TRAVAIL DEMANDÉ>
• 1. Répondez à ces questions à partir du texte sur Crise d'identité.
(a) À qui Tom King a-t-il demandé une seconde version de la couverture du septième chapitre ?
(b) De quel membre de la Ligue de Justice Sue Dibny était-elle la femme ?
(c) Qu'est-ce que le meurtrier a pu déjouer ?
• 2. Poursuivez le texte sur Crise d'identité à partir de sa dernière phrase.

TEXTE PROPOSÉ>
Ci-dessous la première version de la couverture du septième chapitre avec une Poison Ivy morte,
qui n’a pas plu à Tom King et a demandé une seconde version à Clay Mann.

Justice League – Crise d’identité (Identity Crisis)

Chef-d’œuvre intemporel, Crise d’identité est probablement l’un des titres de DC Comics qui met le plus « l’humain » au cœur de son récit. En explorant le deuil, les relations familiales et, entre autres, les dilemmes moraux derrière le filtre des super-héros, la fiction emporte son lecteur dans une enquête-fleuve palpitante (et peu prévisible) et une révolution dans la mythologie et la chronologie de DC. Explications.

[Résumé de l’éditeur]
Sue Dibny la femme d’Extensiman, l’un des membres de la Ligue de Justice, a été assassinée. Le meurtrier a pu déjouer les systèmes de sécurité installés par les plus grands héros de la Terre. L’enquête menée par les justiciers va mettre à jour un complot au sein même de la Ligue et un terrible secret concernant leur traitement des super-vilains !

Enregistrements du jeu de données de pointage>
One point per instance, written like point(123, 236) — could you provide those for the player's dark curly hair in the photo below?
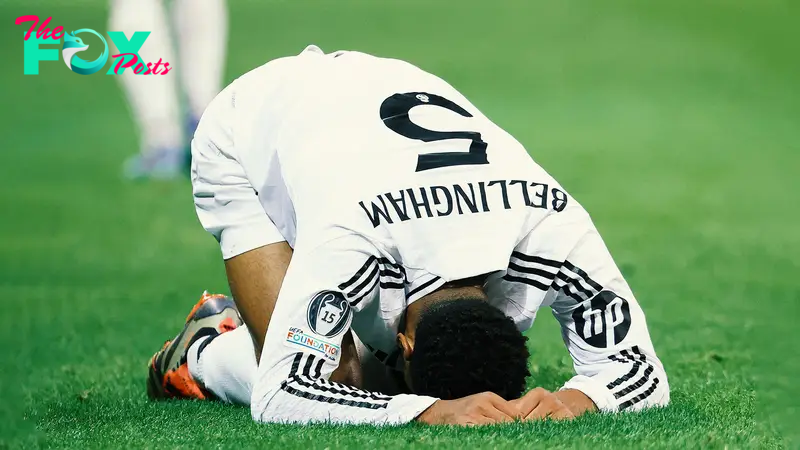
point(467, 346)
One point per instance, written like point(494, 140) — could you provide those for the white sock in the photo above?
point(227, 365)
point(153, 99)
point(202, 35)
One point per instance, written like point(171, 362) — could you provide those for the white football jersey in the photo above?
point(388, 183)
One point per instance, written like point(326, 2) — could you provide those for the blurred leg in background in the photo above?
point(202, 34)
point(191, 35)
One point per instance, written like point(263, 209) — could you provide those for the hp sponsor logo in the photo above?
point(604, 320)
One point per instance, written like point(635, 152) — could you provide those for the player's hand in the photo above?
point(539, 404)
point(479, 409)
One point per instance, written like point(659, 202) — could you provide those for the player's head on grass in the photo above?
point(457, 344)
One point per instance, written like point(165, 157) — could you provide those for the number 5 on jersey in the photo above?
point(394, 113)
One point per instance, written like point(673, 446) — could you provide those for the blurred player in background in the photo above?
point(191, 35)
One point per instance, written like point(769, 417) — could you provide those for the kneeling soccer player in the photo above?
point(352, 193)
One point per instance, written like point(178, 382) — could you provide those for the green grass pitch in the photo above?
point(675, 122)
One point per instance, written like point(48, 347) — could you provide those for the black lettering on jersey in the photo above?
point(377, 212)
point(458, 199)
point(604, 320)
point(503, 191)
point(524, 186)
point(540, 194)
point(470, 201)
point(448, 200)
point(559, 199)
point(399, 205)
point(484, 202)
point(424, 203)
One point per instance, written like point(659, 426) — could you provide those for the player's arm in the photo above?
point(314, 311)
point(606, 335)
point(256, 254)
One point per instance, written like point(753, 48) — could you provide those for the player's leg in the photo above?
point(202, 360)
point(201, 31)
point(153, 99)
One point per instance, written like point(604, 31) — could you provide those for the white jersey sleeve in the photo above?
point(303, 344)
point(226, 203)
point(605, 331)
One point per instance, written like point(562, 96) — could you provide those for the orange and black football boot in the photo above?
point(168, 372)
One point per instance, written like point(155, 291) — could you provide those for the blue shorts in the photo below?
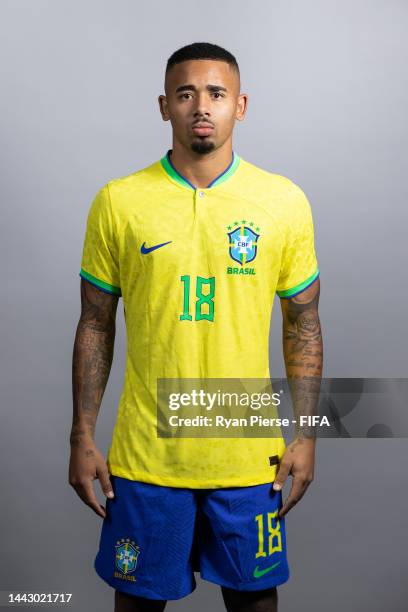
point(154, 538)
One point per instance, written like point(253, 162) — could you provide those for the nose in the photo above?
point(202, 105)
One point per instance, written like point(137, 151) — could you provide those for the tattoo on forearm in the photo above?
point(92, 359)
point(303, 354)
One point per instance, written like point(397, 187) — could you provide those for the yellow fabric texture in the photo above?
point(150, 207)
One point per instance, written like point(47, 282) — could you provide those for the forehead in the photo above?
point(201, 73)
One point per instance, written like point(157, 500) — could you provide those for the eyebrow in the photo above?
point(194, 88)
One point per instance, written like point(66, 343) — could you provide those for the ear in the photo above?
point(163, 108)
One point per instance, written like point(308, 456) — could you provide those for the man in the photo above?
point(197, 244)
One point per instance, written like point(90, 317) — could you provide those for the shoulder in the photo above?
point(122, 194)
point(137, 180)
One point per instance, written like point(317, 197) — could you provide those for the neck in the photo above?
point(200, 170)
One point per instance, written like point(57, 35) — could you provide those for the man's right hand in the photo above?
point(86, 465)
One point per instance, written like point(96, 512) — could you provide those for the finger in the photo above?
point(105, 483)
point(87, 494)
point(281, 476)
point(296, 493)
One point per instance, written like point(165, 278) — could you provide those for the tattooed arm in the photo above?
point(91, 364)
point(303, 355)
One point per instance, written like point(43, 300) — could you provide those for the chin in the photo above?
point(202, 146)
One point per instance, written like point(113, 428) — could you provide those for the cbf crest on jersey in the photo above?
point(127, 553)
point(243, 242)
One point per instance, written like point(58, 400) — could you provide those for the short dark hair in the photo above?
point(201, 51)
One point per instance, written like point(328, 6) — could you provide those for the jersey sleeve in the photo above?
point(100, 256)
point(299, 267)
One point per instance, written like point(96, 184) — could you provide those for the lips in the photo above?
point(202, 129)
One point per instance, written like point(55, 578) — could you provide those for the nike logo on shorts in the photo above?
point(258, 572)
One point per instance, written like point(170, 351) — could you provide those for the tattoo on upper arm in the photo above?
point(92, 357)
point(301, 330)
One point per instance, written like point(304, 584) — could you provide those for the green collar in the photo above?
point(174, 174)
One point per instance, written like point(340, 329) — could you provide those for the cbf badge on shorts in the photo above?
point(126, 554)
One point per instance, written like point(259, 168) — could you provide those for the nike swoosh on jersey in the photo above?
point(258, 572)
point(144, 249)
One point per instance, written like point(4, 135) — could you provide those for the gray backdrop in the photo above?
point(327, 108)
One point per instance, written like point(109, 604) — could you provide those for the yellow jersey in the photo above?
point(197, 270)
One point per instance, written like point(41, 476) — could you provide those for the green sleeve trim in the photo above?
point(300, 287)
point(100, 284)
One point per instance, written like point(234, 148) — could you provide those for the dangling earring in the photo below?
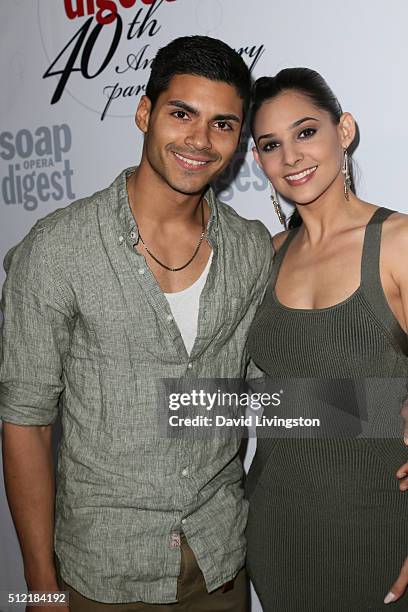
point(277, 206)
point(347, 178)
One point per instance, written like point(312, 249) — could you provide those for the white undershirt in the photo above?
point(185, 305)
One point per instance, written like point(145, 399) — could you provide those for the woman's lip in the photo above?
point(303, 179)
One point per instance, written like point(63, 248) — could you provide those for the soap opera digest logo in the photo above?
point(104, 42)
point(113, 43)
point(38, 168)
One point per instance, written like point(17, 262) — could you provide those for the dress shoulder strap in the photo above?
point(278, 259)
point(371, 285)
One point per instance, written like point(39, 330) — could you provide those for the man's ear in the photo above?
point(143, 113)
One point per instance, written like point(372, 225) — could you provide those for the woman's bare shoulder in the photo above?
point(279, 238)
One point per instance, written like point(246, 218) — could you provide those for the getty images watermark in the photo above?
point(214, 401)
point(370, 408)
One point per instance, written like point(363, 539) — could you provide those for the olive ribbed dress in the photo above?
point(328, 526)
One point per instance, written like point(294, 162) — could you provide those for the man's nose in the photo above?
point(199, 137)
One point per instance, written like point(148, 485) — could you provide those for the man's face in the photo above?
point(192, 132)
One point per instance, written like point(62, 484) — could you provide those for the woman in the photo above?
point(328, 526)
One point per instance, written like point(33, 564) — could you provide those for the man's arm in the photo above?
point(35, 338)
point(400, 275)
point(29, 480)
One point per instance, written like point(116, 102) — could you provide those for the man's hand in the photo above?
point(402, 476)
point(399, 586)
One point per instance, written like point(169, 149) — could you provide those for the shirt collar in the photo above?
point(128, 224)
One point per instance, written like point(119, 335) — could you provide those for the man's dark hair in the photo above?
point(200, 56)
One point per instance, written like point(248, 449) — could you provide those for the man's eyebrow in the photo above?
point(227, 117)
point(295, 124)
point(193, 111)
point(183, 106)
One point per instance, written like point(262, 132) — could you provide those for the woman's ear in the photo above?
point(143, 112)
point(347, 129)
point(256, 156)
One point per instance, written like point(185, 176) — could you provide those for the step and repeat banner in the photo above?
point(72, 73)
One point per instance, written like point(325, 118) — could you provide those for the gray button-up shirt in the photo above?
point(88, 330)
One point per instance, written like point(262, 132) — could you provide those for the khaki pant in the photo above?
point(192, 594)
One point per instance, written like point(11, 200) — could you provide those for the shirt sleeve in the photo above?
point(34, 335)
point(254, 375)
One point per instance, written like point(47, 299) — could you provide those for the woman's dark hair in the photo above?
point(200, 56)
point(307, 82)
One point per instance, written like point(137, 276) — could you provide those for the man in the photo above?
point(103, 299)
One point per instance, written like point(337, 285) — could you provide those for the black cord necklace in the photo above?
point(191, 258)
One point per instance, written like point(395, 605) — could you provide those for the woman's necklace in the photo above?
point(191, 258)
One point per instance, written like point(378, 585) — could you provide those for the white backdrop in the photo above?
point(69, 89)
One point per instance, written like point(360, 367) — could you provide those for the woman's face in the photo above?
point(299, 147)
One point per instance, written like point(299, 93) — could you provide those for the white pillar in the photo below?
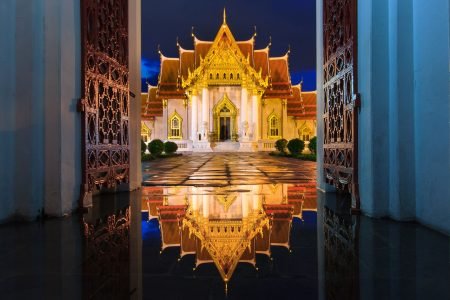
point(244, 120)
point(205, 113)
point(194, 118)
point(255, 117)
point(244, 205)
point(205, 207)
point(284, 118)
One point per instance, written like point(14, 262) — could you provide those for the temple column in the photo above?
point(205, 113)
point(194, 121)
point(244, 121)
point(255, 117)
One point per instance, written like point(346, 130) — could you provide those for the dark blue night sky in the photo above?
point(289, 22)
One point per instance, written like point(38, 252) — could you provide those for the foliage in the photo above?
point(170, 147)
point(296, 146)
point(280, 145)
point(313, 145)
point(143, 147)
point(156, 147)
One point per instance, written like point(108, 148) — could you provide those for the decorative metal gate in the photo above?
point(105, 102)
point(341, 99)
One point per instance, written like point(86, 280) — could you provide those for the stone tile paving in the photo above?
point(222, 169)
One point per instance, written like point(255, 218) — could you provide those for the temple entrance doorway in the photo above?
point(224, 120)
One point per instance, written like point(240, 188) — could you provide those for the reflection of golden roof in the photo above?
point(227, 240)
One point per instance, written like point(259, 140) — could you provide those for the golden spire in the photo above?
point(224, 16)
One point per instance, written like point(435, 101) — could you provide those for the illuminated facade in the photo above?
point(227, 96)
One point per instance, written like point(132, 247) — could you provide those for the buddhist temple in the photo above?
point(225, 95)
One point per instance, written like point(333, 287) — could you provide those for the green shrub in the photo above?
point(296, 146)
point(156, 147)
point(280, 145)
point(143, 147)
point(313, 145)
point(170, 147)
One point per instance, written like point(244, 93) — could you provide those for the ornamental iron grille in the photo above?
point(105, 103)
point(340, 97)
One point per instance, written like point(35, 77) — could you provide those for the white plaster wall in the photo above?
point(7, 113)
point(62, 59)
point(403, 81)
point(431, 113)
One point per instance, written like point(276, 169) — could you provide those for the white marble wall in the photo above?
point(403, 82)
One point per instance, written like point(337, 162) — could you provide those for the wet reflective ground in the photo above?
point(262, 238)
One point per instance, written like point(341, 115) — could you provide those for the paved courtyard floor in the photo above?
point(222, 169)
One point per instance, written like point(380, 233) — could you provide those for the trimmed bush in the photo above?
point(313, 145)
point(156, 147)
point(280, 145)
point(143, 147)
point(170, 147)
point(296, 146)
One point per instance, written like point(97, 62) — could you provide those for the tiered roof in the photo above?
point(274, 70)
point(302, 105)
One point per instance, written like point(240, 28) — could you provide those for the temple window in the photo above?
point(175, 127)
point(274, 126)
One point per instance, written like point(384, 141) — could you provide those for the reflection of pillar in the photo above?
point(244, 121)
point(205, 206)
point(205, 113)
point(244, 205)
point(194, 118)
point(255, 116)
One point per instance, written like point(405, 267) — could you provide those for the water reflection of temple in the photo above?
point(227, 225)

RÉPONSES PAR TÂCHE>
• 1.
(a) À Clay Mann.
(b) D'Extensiman.
(c) Les systèmes de sécurité installés par les plus grands héros de la Terre.

• 2.
[Début de l’histoire]
Opal City. Firehawk et Extensiman, alias Lorraine Reilly et Ralph Dibny surveillent un coffre à l’abandon, lieu de rendez-vous potentiel de malfrats. Le justicier vétéran raconte à la jeune femme sa relation amoureuse avec sa femme Sue.

Quand une agression a lieu entre criminels peu après, Ralph est appelé par Sue, en train de se faire agresser. Le super-héros arrive trop tard à son domicile : sa femme a été tuée, son corps à moitié carbonisé.

En marge de l’enterrement, tous les super-héros enquêtent sur le coupable. Pour une poignée d’entre eux, Green Arrow, Extensiman, Hawkman, Atom, Black Canary et Zatanna, le doute n’est pas permis : le responsable du meurtre est forcément le Dr. Light. Ce dernier avait violé Sue Dibny il y a des années et, pour oublier ce douloureux épisode, une action radicale avait été commise…

[Critique]
S’il y avait une rubrique « les indispensables Justice League » sur ce site, aucun doute que Crise d’identité trônerait fièrement en haut du classement (à défaut il est dans les coups de cœur) ! Ce titre coche (quasiment) toutes les cases d’une excellente bande dessinée : elle est accessible pour tous (même si on ne connaît pas la vaste galerie de personnages en scène), elle tient en haleine (qui est le coupable ?) et arrive à toucher plusieurs fois le lecteur avec des émotions fortes.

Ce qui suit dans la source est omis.